* Location identification items
_ _ _ _
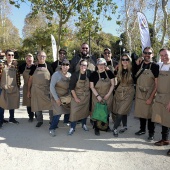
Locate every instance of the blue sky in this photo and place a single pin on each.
(17, 16)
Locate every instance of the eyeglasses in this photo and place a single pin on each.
(83, 65)
(62, 53)
(65, 64)
(107, 53)
(123, 59)
(149, 53)
(42, 56)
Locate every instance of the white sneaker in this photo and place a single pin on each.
(115, 133)
(52, 133)
(71, 131)
(85, 128)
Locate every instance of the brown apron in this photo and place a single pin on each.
(159, 111)
(40, 90)
(102, 87)
(145, 86)
(26, 100)
(80, 110)
(9, 98)
(91, 65)
(62, 89)
(123, 98)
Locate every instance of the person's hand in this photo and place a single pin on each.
(77, 100)
(149, 101)
(28, 94)
(58, 101)
(139, 60)
(99, 98)
(106, 97)
(168, 107)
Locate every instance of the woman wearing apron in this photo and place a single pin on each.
(122, 100)
(101, 84)
(24, 69)
(59, 87)
(9, 88)
(79, 86)
(39, 88)
(160, 113)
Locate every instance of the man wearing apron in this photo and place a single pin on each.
(79, 86)
(57, 64)
(24, 69)
(145, 91)
(39, 88)
(59, 87)
(102, 84)
(160, 113)
(9, 88)
(84, 54)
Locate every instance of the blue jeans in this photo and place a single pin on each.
(83, 121)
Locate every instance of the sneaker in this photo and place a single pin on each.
(30, 120)
(140, 132)
(96, 132)
(71, 131)
(123, 130)
(115, 133)
(162, 143)
(5, 121)
(52, 132)
(39, 124)
(85, 128)
(13, 121)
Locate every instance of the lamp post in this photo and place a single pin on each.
(120, 44)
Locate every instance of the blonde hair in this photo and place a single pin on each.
(127, 78)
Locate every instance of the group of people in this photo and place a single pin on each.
(73, 89)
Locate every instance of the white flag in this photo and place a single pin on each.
(144, 30)
(54, 47)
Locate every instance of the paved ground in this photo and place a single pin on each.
(26, 147)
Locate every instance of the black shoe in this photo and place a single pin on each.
(30, 120)
(150, 138)
(140, 132)
(5, 121)
(13, 121)
(39, 124)
(96, 132)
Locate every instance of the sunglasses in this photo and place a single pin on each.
(107, 53)
(63, 53)
(65, 64)
(83, 65)
(123, 59)
(149, 53)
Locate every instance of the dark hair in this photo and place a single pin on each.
(7, 51)
(162, 49)
(83, 61)
(84, 44)
(150, 48)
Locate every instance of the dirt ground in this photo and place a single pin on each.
(26, 147)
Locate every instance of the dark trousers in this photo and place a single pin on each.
(118, 120)
(11, 114)
(165, 133)
(30, 113)
(83, 121)
(151, 125)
_ _ _ _
* Exercise directions
Reproduce all the records above word for word, leaving out the pictures.

* Written answer
Locate every instance of the blue sky in this photo and place a single pin on each.
(17, 16)
Locate every instance of the eyeglasses in this photo and place a single pin on each.
(83, 65)
(62, 53)
(65, 64)
(107, 53)
(123, 59)
(149, 53)
(42, 56)
Locate every instance of the white sneaker in this photo and place a single pin on each.
(115, 133)
(52, 133)
(71, 131)
(85, 128)
Locate every instance of the brown apron in this photo and place a single pin on each.
(159, 111)
(40, 90)
(102, 87)
(145, 86)
(26, 100)
(80, 110)
(9, 98)
(91, 65)
(62, 89)
(123, 98)
Locate every instance of the person's hand in this photo and place a single pin on each.
(77, 100)
(149, 101)
(28, 94)
(58, 101)
(139, 60)
(99, 98)
(106, 97)
(168, 107)
Locate every instance of the woman wearing apron in this photo and place a single pin on each.
(122, 100)
(101, 84)
(24, 69)
(59, 87)
(9, 88)
(79, 86)
(39, 88)
(160, 113)
Locate every instance of the man wearing apron in this photo and place a single pin on each.
(79, 86)
(57, 64)
(24, 69)
(145, 91)
(39, 88)
(59, 87)
(102, 84)
(160, 113)
(9, 88)
(84, 54)
Locate every instance of the blue jeans in this photo and place a single pin on each.
(83, 121)
Locate every instance of the sneaker in this photo and place a single pin on each.
(30, 120)
(140, 132)
(96, 132)
(71, 131)
(123, 130)
(115, 133)
(162, 143)
(5, 121)
(52, 132)
(39, 124)
(85, 128)
(13, 121)
Locate every instance of the lamp post in this photo and place a single pin on each.
(120, 44)
Locate every instance of the blonde hair in this photo and place a single pin on each.
(127, 78)
Locate every instance of the group of people in this photo and place a single pin on each.
(73, 89)
Locate every instance of the white flag in this photo and place a single pin on each.
(144, 30)
(54, 47)
Locate every instance of the paved ground in this photo and place a single pin on each.
(26, 147)
Locate every instance of the black shoe in this photo and place a single pin on each.
(30, 120)
(150, 138)
(140, 132)
(5, 121)
(13, 121)
(39, 124)
(96, 132)
Locate every instance of the sunglasses in this photo and place a single pin on each.
(107, 53)
(63, 53)
(65, 64)
(83, 65)
(123, 59)
(149, 53)
Locate every instance of the dark hair in this photo and place a single pin on each.
(7, 51)
(162, 49)
(83, 61)
(84, 44)
(150, 48)
Locate every instance of the dirt ground in this photo and place a single pin on each.
(26, 147)
Locate every instance of the dark trousers in this photo and place a single pin on each.
(118, 120)
(11, 114)
(165, 133)
(30, 113)
(83, 121)
(151, 125)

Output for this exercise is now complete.